-- Opening Marker --

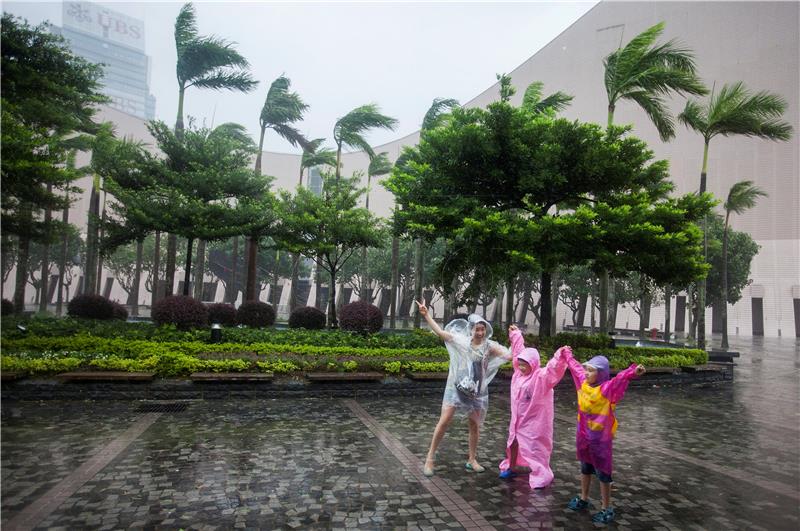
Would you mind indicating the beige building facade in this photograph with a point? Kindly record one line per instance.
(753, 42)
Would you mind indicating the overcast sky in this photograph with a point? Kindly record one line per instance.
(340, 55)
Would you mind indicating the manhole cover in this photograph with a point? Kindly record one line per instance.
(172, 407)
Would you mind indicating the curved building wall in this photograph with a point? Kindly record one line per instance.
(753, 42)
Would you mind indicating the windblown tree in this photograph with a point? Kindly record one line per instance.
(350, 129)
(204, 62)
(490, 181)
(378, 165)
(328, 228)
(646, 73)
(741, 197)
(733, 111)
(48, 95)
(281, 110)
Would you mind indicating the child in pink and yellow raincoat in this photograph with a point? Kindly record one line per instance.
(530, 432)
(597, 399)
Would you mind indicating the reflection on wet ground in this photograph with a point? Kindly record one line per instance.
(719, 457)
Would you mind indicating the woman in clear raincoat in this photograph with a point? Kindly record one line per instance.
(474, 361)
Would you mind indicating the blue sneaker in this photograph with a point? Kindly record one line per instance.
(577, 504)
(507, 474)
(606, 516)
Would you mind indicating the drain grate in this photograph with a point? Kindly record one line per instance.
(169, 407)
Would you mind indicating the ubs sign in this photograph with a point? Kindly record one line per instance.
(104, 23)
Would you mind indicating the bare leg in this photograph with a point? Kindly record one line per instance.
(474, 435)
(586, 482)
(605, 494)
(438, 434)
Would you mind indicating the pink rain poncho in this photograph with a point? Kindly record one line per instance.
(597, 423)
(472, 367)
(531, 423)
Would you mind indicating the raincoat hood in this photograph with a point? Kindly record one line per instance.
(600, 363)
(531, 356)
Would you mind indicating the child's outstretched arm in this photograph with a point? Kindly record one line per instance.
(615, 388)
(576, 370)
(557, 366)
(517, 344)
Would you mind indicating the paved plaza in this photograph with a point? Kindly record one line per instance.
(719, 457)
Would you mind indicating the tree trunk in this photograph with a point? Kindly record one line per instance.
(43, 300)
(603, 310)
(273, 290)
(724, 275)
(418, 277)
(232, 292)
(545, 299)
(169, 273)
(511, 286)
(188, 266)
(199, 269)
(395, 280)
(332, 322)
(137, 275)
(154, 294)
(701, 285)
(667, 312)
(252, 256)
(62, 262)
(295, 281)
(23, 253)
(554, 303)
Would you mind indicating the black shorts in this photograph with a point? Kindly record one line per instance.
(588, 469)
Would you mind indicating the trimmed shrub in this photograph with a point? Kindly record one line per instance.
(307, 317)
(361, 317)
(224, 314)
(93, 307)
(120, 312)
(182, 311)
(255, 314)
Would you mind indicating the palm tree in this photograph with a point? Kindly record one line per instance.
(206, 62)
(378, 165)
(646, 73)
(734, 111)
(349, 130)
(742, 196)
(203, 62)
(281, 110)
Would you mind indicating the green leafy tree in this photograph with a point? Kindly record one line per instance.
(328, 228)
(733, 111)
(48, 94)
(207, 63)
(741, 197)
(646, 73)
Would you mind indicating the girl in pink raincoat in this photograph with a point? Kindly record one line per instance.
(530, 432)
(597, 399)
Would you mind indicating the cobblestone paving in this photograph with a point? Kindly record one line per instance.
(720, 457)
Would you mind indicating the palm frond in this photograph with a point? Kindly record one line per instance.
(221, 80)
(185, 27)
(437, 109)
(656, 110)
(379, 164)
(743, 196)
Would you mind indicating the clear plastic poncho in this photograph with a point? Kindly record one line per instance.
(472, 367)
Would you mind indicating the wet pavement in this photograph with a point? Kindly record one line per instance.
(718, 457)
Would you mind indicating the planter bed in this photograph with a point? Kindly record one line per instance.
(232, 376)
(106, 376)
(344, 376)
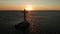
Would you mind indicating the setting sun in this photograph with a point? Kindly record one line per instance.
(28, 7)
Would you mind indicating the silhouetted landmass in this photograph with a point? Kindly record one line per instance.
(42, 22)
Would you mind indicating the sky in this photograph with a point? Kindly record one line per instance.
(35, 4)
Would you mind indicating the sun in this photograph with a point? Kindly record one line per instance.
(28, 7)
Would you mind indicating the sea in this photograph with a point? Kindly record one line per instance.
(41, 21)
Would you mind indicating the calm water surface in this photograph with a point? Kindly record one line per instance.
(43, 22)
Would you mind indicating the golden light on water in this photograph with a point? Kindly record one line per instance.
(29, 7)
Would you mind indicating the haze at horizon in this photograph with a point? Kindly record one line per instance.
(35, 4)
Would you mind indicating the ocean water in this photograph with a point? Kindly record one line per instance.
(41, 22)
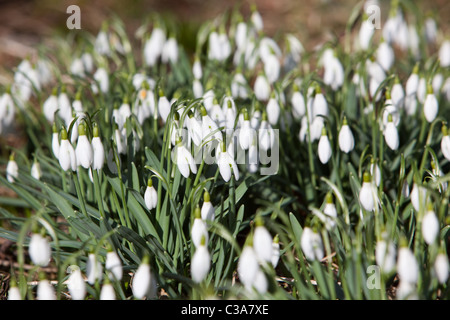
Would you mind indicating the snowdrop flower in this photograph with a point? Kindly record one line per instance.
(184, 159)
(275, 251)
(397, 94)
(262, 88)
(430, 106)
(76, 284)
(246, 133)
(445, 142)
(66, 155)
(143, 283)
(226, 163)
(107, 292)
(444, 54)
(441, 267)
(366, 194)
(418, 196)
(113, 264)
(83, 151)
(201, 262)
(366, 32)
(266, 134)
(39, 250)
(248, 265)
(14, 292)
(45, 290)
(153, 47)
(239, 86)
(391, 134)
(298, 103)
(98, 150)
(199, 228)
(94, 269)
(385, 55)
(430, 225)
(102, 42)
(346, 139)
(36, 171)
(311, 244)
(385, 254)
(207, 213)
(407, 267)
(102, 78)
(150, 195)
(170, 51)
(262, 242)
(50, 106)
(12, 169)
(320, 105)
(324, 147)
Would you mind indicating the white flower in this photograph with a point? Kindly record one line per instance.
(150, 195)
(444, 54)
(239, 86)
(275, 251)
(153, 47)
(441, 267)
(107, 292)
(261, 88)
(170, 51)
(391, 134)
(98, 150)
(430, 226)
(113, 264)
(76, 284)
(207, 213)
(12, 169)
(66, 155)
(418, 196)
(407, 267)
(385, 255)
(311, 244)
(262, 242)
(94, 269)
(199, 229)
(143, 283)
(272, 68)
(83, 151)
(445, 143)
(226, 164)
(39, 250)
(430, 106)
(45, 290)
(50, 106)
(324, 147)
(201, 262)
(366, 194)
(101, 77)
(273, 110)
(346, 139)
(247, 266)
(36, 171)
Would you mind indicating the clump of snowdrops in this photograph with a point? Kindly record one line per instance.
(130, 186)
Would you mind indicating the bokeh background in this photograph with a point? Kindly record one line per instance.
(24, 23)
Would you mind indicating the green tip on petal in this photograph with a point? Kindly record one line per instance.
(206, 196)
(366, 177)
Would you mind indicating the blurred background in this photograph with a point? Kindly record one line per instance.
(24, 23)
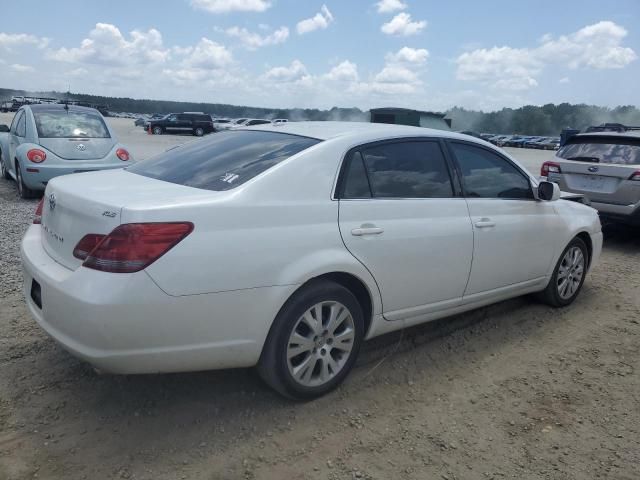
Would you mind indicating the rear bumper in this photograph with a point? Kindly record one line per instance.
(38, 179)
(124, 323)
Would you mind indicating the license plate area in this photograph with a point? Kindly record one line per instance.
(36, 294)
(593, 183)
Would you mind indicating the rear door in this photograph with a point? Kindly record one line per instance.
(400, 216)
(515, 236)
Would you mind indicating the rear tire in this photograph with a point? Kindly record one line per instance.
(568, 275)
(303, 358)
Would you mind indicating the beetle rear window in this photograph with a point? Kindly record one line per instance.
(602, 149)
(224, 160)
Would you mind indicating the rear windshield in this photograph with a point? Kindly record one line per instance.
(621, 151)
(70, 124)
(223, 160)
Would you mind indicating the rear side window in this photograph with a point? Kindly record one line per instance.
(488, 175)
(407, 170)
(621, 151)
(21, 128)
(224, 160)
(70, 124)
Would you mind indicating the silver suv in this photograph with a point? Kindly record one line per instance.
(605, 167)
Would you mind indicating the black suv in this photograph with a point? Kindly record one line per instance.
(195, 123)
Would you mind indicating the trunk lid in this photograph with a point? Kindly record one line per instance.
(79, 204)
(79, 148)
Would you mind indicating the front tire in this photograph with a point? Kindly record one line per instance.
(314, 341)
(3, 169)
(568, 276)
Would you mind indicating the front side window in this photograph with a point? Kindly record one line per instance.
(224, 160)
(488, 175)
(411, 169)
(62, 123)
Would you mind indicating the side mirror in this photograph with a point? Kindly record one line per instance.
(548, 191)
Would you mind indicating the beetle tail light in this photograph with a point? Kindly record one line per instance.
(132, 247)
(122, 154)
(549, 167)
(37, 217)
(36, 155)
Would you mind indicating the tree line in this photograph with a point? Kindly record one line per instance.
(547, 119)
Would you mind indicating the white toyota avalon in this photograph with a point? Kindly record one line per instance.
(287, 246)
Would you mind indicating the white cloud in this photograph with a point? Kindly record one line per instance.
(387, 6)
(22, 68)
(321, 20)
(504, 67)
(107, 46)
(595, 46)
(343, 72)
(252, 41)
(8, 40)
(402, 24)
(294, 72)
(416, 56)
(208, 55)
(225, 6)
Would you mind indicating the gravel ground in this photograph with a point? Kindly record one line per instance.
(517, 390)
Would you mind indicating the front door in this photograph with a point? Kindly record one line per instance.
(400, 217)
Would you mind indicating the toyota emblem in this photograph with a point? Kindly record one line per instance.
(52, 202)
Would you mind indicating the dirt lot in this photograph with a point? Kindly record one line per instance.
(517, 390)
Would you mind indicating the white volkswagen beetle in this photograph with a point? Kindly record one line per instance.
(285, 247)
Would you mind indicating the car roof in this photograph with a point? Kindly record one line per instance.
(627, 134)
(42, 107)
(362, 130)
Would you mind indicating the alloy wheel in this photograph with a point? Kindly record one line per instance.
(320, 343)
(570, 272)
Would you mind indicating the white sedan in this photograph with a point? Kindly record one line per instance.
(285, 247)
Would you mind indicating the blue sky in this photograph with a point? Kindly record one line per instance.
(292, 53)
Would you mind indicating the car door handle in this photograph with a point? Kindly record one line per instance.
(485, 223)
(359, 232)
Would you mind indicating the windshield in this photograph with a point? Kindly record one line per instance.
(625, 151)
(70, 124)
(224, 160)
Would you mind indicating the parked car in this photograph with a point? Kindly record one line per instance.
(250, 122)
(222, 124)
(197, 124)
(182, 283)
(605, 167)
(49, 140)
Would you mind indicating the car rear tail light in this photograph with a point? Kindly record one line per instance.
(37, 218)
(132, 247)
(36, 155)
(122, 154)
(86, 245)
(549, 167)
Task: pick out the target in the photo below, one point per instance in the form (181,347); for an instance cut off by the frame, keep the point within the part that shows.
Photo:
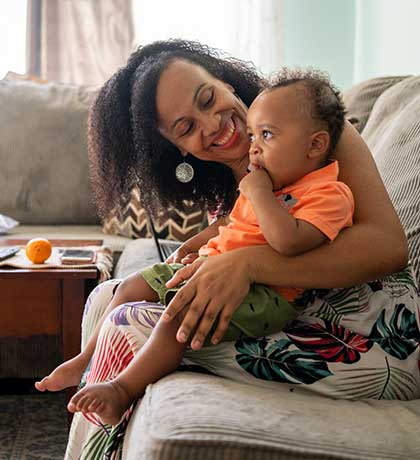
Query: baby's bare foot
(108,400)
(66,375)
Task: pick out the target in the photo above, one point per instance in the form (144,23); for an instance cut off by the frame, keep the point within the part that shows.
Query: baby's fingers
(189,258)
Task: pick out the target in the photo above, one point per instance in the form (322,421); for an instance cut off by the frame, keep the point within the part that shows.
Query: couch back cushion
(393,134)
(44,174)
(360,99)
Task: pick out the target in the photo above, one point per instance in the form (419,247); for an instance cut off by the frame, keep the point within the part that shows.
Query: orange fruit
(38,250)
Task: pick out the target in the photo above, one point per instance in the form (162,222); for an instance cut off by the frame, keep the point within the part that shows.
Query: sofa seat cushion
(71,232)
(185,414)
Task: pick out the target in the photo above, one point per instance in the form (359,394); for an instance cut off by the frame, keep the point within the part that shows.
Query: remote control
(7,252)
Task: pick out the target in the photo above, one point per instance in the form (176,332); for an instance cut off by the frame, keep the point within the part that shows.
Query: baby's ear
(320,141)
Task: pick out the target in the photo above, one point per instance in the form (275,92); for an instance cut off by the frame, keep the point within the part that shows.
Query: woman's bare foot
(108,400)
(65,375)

-- Closing Marker --

Pull each line containing the word "keep" out of the data above.

◆ **Expected answer**
Task: pick out the target in the photo below, one point per instance in the form (181,347); for an instance cut off by the frame, keep the point within the part that shows.
Task: pick out the target in the photo above, one point per instance in the form (144,23); for an instance cut off by the frame, keep the point within the part that shows.
Task: pick out the target in the photo above, one point per instance in the form (322,421); for an instance cut off by the frame, keep the point within the part that shows.
Task: pick out the target in the photo above, one point per instance in the form (419,247); for an instance cut off by the frame, keep the point within the part that shows.
Task: pick out the target in the photo above, one point per instance in the form (162,222); for an instance cut off by the frame, keep the point within the part that shows.
Task: pick out the target in the photo above, one point per instance in the form (359,394); for an instance cut off by the frame, keep the point within the part that shows.
Task: pick out the target in the photo above, one point per instance in the form (176,332); for an instance cut off by the frame, keep the point within the part that shows.
Task: pick out the target in the photo above, one point per instance in the form (275,92); for an instance cut off by the frame, keep the point within the part that shows.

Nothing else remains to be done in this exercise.